### [Exercises]
(a) According to the vagus nerve passage, in which part of the brain does the vagus nerve begin?
(b) Quote the vagus nerve passage word for word between "We already know" and "in opposing ways.", inclusive.
(c) Write what comes next in the vagus nerve passage, picking up after its final sentence.

### [Text excerpt]
-------------------------

As mentioned, the vagus nerve, is essentially the super highway that connects the nervous system with the organs and glands of the endocrine system. The term vagus translates into latin as wandering, named as such because the long nerve wanders, and meanders, throughout the body.

Polyvagal Theory

The vagus nerve is the tenth cranial nerve, it starts at lower part of the brain called the medulla oblongata, and runs down the body; splitting in two along the way, before terminating at the stomach.

Along the way the vagus nerve connects parts of the inner ear and ear cannel, esophagus, heart, trachea, larynx, lungs, and abdomen.

We already know quite a lot about the vagus nerve. For example, where the nerve splits into two; the ventral and dorsal sides, each side has been shown to respond to stimuli in opposing ways.

  • The ventral side (ventral referring to venter, meaning belly in latin) runs along the front of the stomach, and responds to safety cues in the environment.
  • The dorsal side (dorsal referring to dorsum meaning back in latin) runs along the back, and responds to danger cues around us.

-------------------------

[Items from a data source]
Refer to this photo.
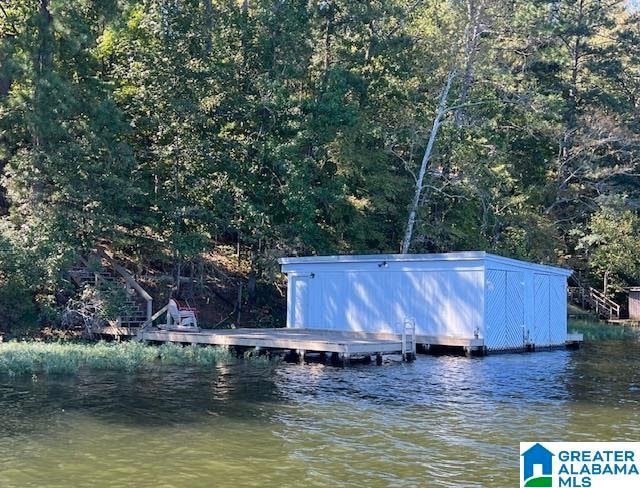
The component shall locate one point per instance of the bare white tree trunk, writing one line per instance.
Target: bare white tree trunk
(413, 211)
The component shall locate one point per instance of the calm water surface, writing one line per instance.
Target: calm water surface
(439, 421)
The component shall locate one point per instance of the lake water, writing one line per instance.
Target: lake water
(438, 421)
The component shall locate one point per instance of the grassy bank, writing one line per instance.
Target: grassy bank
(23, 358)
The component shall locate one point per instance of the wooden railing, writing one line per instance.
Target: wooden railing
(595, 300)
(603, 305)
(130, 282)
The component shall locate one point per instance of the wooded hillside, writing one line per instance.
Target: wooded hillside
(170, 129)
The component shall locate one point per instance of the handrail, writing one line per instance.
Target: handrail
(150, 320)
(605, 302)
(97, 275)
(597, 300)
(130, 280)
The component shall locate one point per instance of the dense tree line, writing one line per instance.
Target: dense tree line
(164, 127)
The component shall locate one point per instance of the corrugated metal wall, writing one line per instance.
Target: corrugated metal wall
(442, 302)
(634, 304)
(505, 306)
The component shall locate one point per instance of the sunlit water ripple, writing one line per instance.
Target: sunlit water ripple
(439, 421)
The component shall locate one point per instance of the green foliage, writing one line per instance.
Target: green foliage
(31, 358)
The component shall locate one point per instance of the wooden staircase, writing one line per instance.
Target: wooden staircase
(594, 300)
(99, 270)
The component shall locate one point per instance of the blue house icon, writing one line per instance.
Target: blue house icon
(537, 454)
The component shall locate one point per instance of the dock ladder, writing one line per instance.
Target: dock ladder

-------------------------

### [Your responses]
(a) It begins in the medulla oblongata, a lower part of the brain.

(b)
We already know quite a lot about the vagus nerve. For example, where the nerve splits into two; the ventral and dorsal sides, each side has been shown to respond to stimuli in opposing ways.

(c)
Three Developmental Stages of Response

One of the biggest revelations presented by the theory is that our autonomous responses to social cues occur in a specific hierarchical order with serious danger at the top, manageable danger in the middle, and finally social engagement once not threat of danger is detected. The three developmental stage of response in polyvagal theory are explained as follows:

  • Immobilization: Described as the oldest strongest pathway, this results in an immobilizing response to signs of extreme danger. This causes us to shut down, become nub, and freeze.
  • Mobilization: Next to develop in the evolutionary hierarchy, this kicks the sympathetic nervous system into gear enabling us to mobilize when faced with danger. It helps us jump into action with a quick adrenaline rush to aid the escape from danger.
  • Social engagement. The latest addition to hierarchy of responses comes from the ventral side of the vagus nerve. Once no danger is detected it causes the parasympathetic nervous system to jump into action; providing feelings of safety and satisfying social engagement and causing us to feel safe, calm, and collected.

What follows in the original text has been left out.